Recast every line of the listing below as a JSON list of strings, one string per line, omitting blank lines.

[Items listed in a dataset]
========
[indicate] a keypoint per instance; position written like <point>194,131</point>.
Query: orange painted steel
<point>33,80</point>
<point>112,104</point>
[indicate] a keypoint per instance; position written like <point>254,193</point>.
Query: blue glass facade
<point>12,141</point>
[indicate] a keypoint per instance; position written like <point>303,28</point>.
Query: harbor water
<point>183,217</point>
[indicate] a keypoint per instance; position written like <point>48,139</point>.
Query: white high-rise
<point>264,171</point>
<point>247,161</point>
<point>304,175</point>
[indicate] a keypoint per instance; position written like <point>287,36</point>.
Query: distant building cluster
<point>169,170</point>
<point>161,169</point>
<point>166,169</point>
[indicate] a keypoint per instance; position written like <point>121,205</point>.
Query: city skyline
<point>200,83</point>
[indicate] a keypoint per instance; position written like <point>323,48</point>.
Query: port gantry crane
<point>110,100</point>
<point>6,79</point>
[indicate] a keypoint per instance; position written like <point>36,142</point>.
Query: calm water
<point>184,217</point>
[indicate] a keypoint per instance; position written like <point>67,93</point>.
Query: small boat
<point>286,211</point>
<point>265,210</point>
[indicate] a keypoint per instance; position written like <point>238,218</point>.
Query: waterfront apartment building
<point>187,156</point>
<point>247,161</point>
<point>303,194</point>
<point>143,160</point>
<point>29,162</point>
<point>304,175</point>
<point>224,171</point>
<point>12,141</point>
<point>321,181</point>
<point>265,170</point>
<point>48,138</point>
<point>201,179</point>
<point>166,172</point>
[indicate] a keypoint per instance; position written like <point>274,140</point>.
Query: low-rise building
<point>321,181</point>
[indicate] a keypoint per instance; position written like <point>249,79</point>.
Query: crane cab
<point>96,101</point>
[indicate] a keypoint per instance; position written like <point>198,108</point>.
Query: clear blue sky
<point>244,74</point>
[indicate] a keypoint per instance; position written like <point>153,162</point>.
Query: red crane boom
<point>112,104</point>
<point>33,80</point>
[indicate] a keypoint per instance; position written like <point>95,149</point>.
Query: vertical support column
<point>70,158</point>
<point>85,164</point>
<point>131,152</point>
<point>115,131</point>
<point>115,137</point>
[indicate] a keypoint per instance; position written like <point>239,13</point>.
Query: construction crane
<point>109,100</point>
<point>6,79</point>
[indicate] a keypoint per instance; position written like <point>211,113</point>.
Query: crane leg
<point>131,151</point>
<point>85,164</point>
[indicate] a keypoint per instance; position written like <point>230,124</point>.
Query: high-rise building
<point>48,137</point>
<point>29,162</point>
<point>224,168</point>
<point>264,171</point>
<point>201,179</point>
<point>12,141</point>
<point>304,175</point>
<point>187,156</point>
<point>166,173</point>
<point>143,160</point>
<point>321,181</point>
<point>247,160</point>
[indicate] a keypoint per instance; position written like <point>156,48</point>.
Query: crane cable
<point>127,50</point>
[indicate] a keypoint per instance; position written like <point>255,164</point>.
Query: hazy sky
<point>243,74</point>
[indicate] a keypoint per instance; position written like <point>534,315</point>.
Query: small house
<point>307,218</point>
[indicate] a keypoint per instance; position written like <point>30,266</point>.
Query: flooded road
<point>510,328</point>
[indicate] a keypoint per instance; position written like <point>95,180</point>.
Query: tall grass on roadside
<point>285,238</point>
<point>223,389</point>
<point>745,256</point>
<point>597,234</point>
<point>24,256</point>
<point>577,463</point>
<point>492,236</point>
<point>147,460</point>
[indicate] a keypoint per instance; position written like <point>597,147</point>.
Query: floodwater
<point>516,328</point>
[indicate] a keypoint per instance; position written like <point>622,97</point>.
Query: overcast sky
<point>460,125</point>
========
### Correct output
[
  "[indicate] a keypoint per instance; position written like <point>194,131</point>.",
  "Query: orange painted steel",
  "<point>33,80</point>",
  "<point>112,104</point>",
  "[indicate] a keypoint per instance; position written like <point>254,193</point>.",
  "Query: blue glass facade",
  "<point>12,141</point>",
  "[indicate] a keypoint per instance; position written like <point>303,28</point>.",
  "Query: harbor water",
  "<point>183,217</point>",
  "[indicate] a keypoint per instance; position written like <point>48,139</point>.",
  "Query: white high-rise",
  "<point>264,171</point>",
  "<point>247,161</point>",
  "<point>304,175</point>",
  "[indicate] a keypoint per instance; position written like <point>287,36</point>.",
  "Query: distant building cluster",
  "<point>169,170</point>",
  "<point>161,169</point>",
  "<point>166,169</point>",
  "[indicate] a keypoint per instance; position written like <point>121,205</point>.",
  "Query: city skyline",
  "<point>200,83</point>",
  "[indicate] a keypoint per instance; position written like <point>323,48</point>.",
  "Query: port gantry crane",
  "<point>110,100</point>",
  "<point>6,79</point>",
  "[indicate] a keypoint per instance; position written like <point>36,142</point>.",
  "Query: calm water",
  "<point>184,217</point>",
  "[indicate] a keypoint per instance; position written like <point>67,93</point>.",
  "Query: small boat",
  "<point>286,211</point>",
  "<point>265,210</point>",
  "[indicate] a keypoint per instance; position written like <point>238,218</point>.",
  "Query: waterfront apartment building",
  "<point>187,156</point>",
  "<point>247,161</point>",
  "<point>303,194</point>",
  "<point>143,160</point>",
  "<point>29,162</point>",
  "<point>304,175</point>",
  "<point>224,171</point>",
  "<point>12,141</point>",
  "<point>321,181</point>",
  "<point>265,170</point>",
  "<point>48,138</point>",
  "<point>201,179</point>",
  "<point>166,172</point>",
  "[indicate] a keypoint per instance; position written like <point>274,140</point>.",
  "Query: low-rise building",
  "<point>321,181</point>",
  "[indicate] a keypoint per instance; position written like <point>249,79</point>.",
  "Query: crane cab",
  "<point>96,101</point>",
  "[indicate] a keypoint per instance; position written like <point>198,108</point>.",
  "Query: clear blue sky",
  "<point>244,74</point>",
  "[indicate] a keypoint per instance; position written like <point>153,162</point>.",
  "Query: red crane boom",
  "<point>112,104</point>",
  "<point>33,80</point>",
  "[indicate] a keypoint per instance; position written like <point>95,149</point>.",
  "Query: vertical support column",
  "<point>70,158</point>",
  "<point>85,164</point>",
  "<point>131,152</point>",
  "<point>115,131</point>",
  "<point>115,137</point>",
  "[indicate] a keypoint per instance; position written like <point>239,13</point>.",
  "Query: construction crane",
  "<point>109,100</point>",
  "<point>6,79</point>",
  "[indicate] a keypoint per instance; position written like <point>211,113</point>.",
  "Query: crane leg",
  "<point>131,151</point>",
  "<point>85,164</point>",
  "[indicate] a keypoint per instance; position written like <point>230,124</point>.",
  "Query: high-rise building",
  "<point>48,137</point>",
  "<point>29,162</point>",
  "<point>224,168</point>",
  "<point>264,171</point>",
  "<point>201,179</point>",
  "<point>12,141</point>",
  "<point>304,175</point>",
  "<point>187,156</point>",
  "<point>166,173</point>",
  "<point>143,160</point>",
  "<point>321,181</point>",
  "<point>247,160</point>",
  "[indicate] a keypoint per instance; position written like <point>156,48</point>.",
  "Query: crane cable",
  "<point>127,50</point>",
  "[indicate] a keypoint per instance; position written like <point>255,164</point>.",
  "Query: hazy sky",
  "<point>243,74</point>",
  "[indicate] a keypoint per instance; position written like <point>534,315</point>.",
  "Query: small house",
  "<point>307,218</point>",
  "[indicate] a keypoint per instance; position written like <point>30,266</point>.",
  "Query: flooded road",
  "<point>510,328</point>",
  "[indicate] a keypoint per instance; position written like <point>95,180</point>.",
  "Query: tall grass on roadside",
  "<point>285,238</point>",
  "<point>223,389</point>",
  "<point>745,256</point>",
  "<point>597,234</point>",
  "<point>24,256</point>",
  "<point>577,463</point>",
  "<point>492,236</point>",
  "<point>147,460</point>",
  "[indicate] a keypoint per instance; position written like <point>597,147</point>.",
  "Query: floodwater",
  "<point>516,328</point>",
  "[indicate] a keypoint per instance; position written like <point>622,97</point>.",
  "Query: overcast sky",
  "<point>460,125</point>"
]